[Segmentation dataset excerpts]
☆ ☆ ☆ ☆
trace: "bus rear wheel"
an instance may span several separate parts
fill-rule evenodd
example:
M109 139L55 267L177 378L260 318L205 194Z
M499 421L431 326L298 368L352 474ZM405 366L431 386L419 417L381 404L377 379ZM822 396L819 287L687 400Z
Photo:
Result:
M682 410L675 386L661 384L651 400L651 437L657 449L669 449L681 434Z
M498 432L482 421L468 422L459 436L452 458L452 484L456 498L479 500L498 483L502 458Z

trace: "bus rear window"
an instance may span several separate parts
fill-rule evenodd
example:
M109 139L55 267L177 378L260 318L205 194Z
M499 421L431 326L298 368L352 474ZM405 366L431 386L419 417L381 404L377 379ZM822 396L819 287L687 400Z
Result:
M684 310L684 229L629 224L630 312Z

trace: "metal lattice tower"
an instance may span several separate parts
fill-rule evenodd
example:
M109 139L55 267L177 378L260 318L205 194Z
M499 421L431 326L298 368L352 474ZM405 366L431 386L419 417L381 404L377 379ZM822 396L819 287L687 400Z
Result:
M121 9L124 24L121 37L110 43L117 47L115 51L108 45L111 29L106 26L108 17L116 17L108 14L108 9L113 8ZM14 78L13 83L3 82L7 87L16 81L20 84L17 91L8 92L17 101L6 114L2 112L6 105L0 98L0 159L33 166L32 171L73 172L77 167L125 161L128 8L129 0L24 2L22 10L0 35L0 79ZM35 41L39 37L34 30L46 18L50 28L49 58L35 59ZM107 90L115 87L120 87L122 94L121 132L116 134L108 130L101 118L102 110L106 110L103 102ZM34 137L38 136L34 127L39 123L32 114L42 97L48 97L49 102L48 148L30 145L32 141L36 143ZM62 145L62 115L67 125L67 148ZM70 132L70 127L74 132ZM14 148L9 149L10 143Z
☆ ☆ ☆ ☆
== PROMPT ==
Format everything from the start of the entries down through the line containing "M684 310L684 229L629 224L630 312Z" as a numbered list, leaving out blank lines.

== TASK OUTPUT ==
1. trace: "bus rear wheel"
2. an instance may span several separate parts
3. fill-rule evenodd
4. example:
5. M109 139L55 267L177 378L260 318L205 194Z
6. M499 421L431 326L298 368L352 474ZM405 366L431 386L419 417L381 404L377 379ZM822 396L819 287L687 400Z
7. Photo:
8. Result:
9. M682 410L675 386L661 384L651 400L651 437L657 449L669 449L681 434Z
10. M498 432L482 421L468 422L459 436L452 458L452 484L456 498L479 500L498 483L502 458Z
11. trace: "bus rear window"
12. an instance may span several separate parts
13. fill-rule evenodd
14. example:
15. M109 139L55 267L177 378L260 318L205 194Z
16. M499 421L431 326L298 368L352 474ZM405 366L431 386L419 417L381 404L377 379ZM822 396L819 287L687 400Z
17. Result:
18. M684 310L684 229L629 224L630 312Z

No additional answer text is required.